### Your tasks
1 – Reproduce the modeltab documentation word for word, between "R/modeltab.R" and "for statistical modelling.", inclusive.
2 – Answer these questions from the modeltab documentation below:
(a) Which package is the modeltab function documented in?
(b) What kind of models can the output table be used as input for?
(c) In which interval is the ext vector TRUE?

### Supplied text
________________________________________
R/modeltab.R
In divDyn: Diversity Dynamics using Fossil Sampling Data

Documented in modeltab

#' Origination/extinction response table for statistical modelling.
#' 
#' This function takes an occurrence dataset and reformats it to a table that can be used as input for logistic models.
#' 
#' Every entry in the output table corresponds to one cell in the \code{bin}/\code{tax} matrix. This function omits duplicates and concatenates two \code{logical} vectors (response variables) to the occurrence dataset:  
#' The \code{ori} vector is \code{TRUE} in the interval when the taxon first appeared, and \code{FALSE} in all others. The \code{ext} vector is \code{TRUE} in the interval the taxon appeared for the last time, and \code{FALSE} in the rest.
________________________________________
### Data excerpts
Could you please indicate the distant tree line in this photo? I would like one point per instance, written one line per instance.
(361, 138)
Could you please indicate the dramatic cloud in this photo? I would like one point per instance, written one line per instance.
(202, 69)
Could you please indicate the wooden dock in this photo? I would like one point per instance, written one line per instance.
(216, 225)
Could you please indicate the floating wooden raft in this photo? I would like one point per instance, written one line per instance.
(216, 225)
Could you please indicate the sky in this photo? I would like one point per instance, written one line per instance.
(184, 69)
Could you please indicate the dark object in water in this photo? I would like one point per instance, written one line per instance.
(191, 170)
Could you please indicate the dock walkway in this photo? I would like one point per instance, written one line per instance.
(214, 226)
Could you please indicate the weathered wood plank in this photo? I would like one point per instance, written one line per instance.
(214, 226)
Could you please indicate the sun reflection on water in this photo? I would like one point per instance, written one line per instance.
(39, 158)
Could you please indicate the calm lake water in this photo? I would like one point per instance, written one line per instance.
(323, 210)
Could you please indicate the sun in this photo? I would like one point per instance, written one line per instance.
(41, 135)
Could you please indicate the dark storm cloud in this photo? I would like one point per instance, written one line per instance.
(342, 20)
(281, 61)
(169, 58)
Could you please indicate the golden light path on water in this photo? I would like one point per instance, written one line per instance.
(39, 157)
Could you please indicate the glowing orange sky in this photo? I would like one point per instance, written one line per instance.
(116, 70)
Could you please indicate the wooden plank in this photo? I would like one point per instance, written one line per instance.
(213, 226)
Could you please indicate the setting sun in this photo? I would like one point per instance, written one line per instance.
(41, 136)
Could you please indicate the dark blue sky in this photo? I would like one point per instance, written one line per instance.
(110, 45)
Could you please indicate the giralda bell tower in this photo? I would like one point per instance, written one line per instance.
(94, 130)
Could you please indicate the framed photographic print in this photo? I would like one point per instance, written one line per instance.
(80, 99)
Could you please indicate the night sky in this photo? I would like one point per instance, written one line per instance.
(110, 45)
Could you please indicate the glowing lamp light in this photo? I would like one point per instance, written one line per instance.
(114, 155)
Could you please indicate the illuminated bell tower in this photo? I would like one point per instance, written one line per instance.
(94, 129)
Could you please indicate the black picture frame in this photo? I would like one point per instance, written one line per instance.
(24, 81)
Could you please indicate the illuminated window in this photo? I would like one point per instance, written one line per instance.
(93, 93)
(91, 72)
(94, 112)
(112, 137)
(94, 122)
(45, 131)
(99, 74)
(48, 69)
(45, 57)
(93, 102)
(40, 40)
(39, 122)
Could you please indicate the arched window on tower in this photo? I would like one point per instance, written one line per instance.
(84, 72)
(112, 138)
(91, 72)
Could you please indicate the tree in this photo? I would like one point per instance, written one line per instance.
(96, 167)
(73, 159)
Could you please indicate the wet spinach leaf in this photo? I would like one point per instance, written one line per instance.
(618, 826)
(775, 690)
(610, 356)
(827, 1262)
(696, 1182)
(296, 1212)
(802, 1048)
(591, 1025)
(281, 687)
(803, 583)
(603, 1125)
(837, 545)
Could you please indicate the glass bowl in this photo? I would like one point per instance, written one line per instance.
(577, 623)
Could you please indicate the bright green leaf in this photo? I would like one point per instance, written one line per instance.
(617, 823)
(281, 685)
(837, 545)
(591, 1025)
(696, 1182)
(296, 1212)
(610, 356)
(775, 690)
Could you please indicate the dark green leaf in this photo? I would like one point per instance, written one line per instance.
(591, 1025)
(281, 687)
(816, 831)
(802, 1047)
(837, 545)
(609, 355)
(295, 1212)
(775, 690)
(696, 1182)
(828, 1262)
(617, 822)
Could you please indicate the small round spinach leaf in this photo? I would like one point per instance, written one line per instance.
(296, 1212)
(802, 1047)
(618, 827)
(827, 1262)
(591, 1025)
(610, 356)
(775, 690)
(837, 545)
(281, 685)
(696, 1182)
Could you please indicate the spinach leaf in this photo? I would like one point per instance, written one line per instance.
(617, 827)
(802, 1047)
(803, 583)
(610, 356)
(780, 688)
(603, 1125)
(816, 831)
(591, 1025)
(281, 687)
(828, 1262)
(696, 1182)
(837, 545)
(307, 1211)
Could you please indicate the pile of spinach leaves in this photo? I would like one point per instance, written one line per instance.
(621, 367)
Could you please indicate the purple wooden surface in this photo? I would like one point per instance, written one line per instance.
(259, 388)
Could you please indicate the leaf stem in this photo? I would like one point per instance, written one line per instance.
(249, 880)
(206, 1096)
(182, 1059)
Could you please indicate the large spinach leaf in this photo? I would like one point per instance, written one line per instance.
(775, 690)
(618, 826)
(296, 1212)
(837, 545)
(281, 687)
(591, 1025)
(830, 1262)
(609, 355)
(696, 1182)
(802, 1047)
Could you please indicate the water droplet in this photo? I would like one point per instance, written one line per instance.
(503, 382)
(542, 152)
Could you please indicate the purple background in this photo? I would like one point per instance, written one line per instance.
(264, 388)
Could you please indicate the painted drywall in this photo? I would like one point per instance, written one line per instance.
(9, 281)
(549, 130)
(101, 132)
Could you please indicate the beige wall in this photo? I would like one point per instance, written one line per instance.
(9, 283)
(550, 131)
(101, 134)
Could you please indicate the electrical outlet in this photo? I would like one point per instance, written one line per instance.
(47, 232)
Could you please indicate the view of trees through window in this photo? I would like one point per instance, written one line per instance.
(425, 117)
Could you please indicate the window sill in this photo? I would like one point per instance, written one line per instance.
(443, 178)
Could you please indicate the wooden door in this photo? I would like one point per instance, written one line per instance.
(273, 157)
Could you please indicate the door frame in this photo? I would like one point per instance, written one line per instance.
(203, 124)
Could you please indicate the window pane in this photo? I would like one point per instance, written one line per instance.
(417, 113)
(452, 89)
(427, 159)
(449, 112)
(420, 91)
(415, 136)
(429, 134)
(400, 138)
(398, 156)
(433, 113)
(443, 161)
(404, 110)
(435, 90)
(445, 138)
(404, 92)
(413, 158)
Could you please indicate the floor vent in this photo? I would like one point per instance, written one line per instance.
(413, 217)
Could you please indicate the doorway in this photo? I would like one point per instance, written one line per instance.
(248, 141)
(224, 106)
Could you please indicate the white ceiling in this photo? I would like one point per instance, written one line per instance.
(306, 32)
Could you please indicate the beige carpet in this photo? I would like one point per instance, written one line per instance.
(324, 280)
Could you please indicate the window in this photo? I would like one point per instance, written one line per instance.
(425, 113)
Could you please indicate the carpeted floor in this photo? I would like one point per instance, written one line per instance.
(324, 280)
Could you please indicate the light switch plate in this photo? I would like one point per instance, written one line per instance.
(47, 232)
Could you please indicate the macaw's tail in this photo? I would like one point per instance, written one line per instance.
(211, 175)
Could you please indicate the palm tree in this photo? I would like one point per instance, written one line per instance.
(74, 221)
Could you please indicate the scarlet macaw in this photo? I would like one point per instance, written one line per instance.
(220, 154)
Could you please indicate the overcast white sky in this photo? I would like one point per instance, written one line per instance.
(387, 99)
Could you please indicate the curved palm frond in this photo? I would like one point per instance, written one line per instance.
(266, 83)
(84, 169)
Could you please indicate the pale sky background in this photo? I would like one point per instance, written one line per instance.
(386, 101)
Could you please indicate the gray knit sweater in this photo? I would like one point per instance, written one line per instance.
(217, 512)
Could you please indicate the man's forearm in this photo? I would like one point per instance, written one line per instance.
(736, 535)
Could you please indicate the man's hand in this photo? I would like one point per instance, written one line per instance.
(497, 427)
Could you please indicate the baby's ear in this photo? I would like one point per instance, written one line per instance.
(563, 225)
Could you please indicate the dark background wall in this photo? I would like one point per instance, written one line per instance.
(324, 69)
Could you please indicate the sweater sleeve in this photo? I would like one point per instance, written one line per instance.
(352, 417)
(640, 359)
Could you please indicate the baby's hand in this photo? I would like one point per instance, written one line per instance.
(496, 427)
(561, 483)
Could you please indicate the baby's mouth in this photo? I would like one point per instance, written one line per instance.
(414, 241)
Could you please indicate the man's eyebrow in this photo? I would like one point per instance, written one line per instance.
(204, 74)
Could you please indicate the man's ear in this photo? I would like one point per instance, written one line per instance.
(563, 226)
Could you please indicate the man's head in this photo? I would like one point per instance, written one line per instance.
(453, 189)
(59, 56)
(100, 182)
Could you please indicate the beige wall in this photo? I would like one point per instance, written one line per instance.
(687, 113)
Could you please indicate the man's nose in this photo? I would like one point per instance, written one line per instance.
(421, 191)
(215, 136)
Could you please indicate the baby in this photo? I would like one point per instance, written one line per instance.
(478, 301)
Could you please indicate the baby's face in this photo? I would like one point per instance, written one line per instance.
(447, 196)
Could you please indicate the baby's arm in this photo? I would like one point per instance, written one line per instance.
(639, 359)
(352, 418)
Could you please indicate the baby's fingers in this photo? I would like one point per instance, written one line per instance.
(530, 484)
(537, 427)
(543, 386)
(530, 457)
________________________________________
### Results
1 –
R/modeltab.R
In divDyn: Diversity Dynamics using Fossil Sampling Data

Documented in modeltab

#' Origination/extinction response table for statistical modelling.

2 –
(a) divDyn: Diversity Dynamics using Fossil Sampling Data
(b) Logistic models
(c) The interval in which the taxon appeared for the last time